(GIVEN INSTRUCTION)
Reproduce the entries below with "black gloves" changed to "white gloves" and every other character unchanged. Leave the pictures out of your answer.

—————

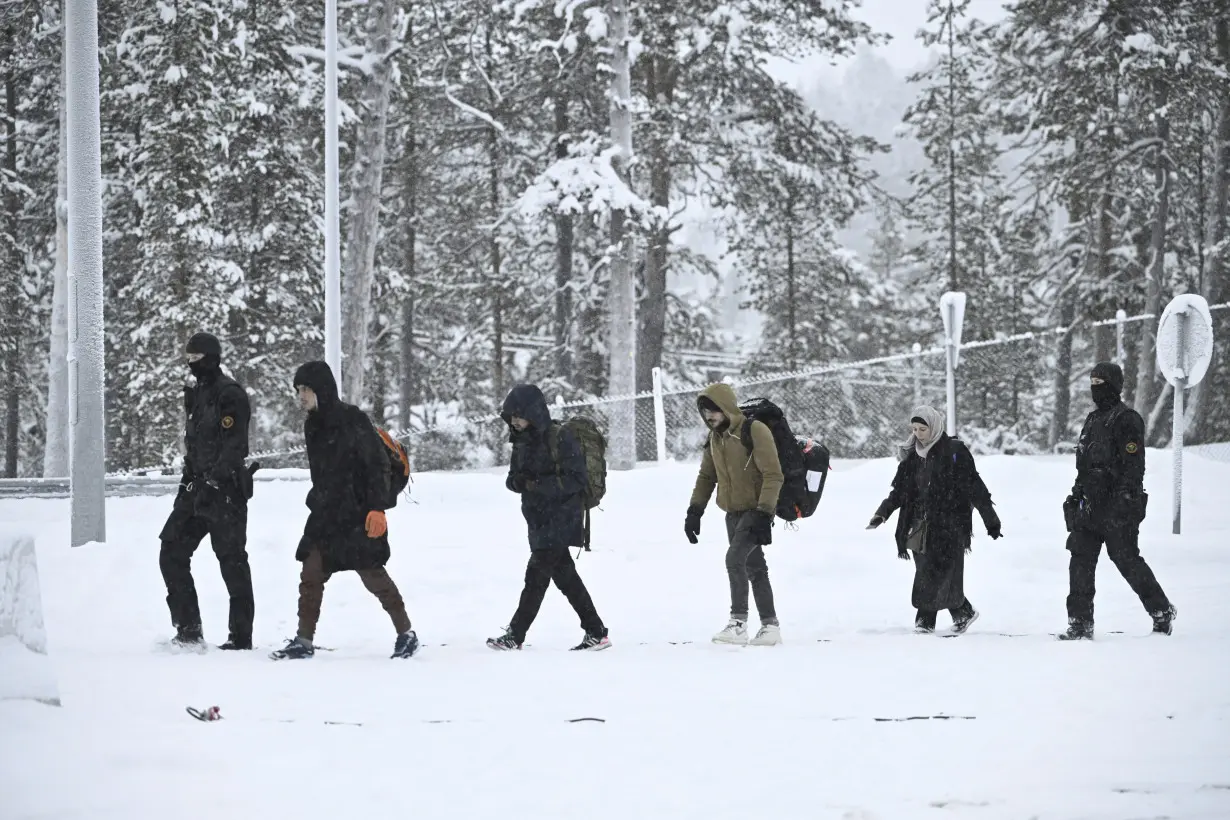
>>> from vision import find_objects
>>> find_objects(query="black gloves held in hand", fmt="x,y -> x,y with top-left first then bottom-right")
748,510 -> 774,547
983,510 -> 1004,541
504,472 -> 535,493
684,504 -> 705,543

—————

(COMPLETED EXERCISE)
>>> from vision import find_objects
>>> find_objects(query="white gloves held in hand", fmt="x,y -> x,y with top-left first then bottom-right")
748,510 -> 774,547
983,510 -> 1004,541
504,472 -> 535,493
684,504 -> 705,543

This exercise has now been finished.